**STATED TASK**: Gather every line in the records below that contains the word "bird", and copy each of those lines.

## BEGIN

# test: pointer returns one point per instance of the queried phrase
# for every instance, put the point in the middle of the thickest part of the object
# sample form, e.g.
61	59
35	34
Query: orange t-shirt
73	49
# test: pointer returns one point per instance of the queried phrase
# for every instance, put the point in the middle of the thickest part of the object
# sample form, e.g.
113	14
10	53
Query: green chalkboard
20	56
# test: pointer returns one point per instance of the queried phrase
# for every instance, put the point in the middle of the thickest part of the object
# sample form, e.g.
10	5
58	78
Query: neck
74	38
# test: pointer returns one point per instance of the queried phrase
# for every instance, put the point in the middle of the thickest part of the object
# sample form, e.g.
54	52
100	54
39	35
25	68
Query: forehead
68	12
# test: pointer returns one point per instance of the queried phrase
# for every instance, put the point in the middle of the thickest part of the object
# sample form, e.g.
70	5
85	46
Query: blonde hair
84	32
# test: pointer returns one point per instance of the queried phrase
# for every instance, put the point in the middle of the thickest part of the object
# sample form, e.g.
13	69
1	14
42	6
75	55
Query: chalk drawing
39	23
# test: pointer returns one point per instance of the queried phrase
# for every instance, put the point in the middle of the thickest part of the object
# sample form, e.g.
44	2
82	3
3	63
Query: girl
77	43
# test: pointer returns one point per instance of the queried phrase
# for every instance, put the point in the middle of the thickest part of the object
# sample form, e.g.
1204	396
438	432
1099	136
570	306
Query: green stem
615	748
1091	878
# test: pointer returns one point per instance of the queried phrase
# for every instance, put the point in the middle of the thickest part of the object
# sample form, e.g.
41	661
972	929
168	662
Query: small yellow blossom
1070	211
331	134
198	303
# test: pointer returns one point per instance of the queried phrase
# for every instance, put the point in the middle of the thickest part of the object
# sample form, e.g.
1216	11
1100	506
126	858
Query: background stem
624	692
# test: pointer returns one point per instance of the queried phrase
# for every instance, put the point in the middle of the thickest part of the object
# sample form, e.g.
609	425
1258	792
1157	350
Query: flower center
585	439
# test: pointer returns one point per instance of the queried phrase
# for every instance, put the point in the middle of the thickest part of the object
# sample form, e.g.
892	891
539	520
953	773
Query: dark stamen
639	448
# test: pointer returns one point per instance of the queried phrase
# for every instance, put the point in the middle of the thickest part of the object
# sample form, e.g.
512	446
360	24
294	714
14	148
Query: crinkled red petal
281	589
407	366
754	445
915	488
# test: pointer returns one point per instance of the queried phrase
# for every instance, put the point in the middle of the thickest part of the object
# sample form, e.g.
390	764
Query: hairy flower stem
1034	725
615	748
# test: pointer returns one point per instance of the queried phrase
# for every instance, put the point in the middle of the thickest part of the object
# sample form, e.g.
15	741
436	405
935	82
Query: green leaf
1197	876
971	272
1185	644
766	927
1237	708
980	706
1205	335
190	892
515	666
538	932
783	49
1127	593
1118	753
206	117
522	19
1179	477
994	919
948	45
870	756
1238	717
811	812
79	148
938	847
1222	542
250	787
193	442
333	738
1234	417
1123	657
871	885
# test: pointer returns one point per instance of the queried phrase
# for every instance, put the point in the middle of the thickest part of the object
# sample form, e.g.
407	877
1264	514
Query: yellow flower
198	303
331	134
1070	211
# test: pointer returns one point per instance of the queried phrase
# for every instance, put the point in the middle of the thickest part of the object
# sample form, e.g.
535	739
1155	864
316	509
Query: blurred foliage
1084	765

## END
## BEGIN

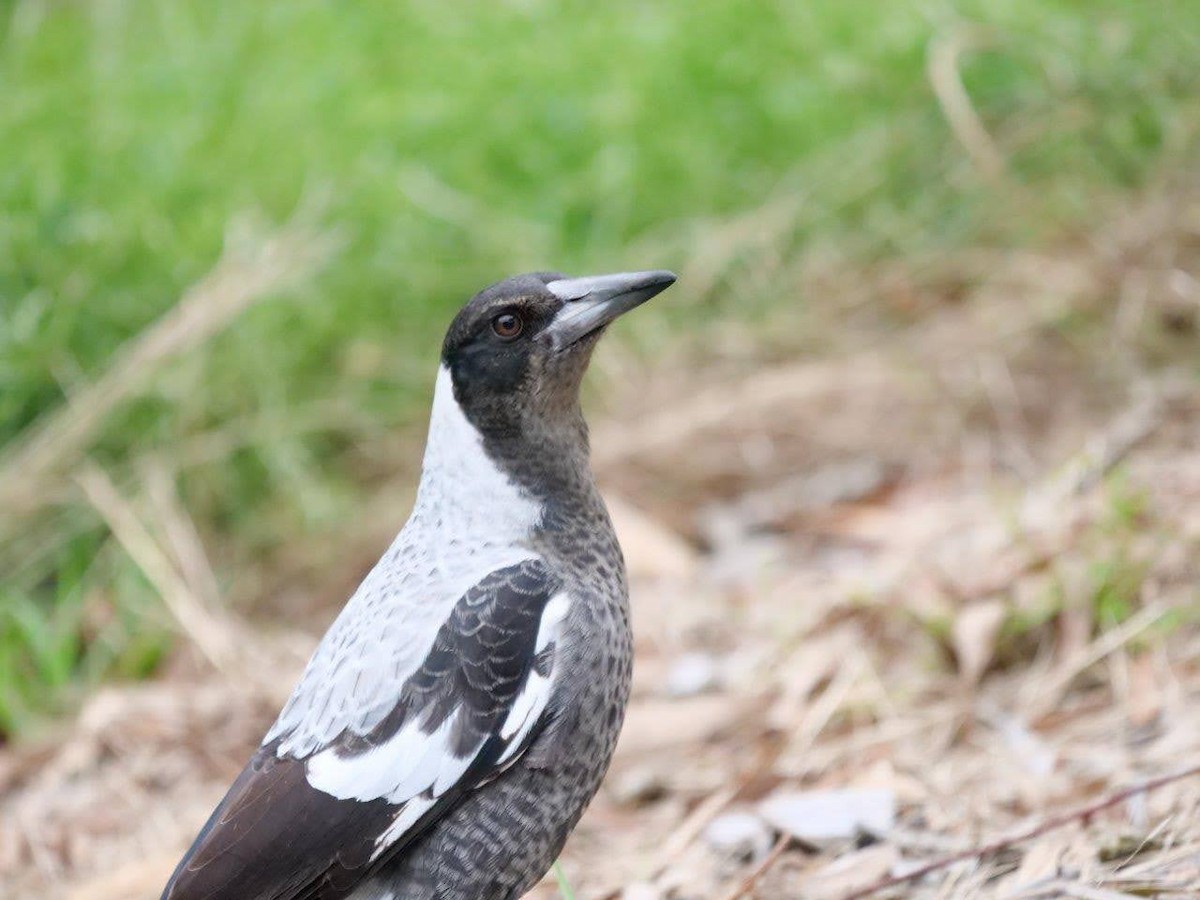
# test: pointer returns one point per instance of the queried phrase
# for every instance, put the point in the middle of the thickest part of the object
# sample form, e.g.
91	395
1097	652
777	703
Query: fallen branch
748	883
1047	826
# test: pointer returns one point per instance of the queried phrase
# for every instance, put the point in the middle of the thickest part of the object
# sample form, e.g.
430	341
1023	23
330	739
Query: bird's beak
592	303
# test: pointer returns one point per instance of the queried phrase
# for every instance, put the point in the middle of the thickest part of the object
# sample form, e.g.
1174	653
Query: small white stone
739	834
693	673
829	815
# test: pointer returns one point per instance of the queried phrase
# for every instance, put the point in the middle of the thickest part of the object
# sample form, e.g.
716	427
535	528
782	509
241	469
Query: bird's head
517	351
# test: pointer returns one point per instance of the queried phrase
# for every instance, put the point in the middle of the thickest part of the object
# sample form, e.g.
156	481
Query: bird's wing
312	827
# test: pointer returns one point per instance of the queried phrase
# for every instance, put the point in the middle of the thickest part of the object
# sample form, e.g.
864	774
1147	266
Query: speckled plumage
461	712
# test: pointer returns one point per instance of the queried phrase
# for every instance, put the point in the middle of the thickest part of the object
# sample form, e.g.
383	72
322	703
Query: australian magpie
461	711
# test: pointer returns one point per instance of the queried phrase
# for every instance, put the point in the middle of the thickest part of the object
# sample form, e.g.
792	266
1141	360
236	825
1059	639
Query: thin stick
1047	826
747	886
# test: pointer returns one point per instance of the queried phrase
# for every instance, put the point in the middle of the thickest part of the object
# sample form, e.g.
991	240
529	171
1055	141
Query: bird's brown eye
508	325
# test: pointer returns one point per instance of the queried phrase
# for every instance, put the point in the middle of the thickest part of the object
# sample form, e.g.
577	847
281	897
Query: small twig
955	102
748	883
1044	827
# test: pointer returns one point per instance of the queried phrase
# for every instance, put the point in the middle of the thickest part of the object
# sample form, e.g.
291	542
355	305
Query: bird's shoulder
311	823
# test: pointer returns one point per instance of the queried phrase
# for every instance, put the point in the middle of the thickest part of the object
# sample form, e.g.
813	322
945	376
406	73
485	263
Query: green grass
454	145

## END

**REPLY TO THE TASK**:
Query: bird's beak
Query: bird's head
Query: bird's wing
Query: bird's brown eye
Query: bird's shoulder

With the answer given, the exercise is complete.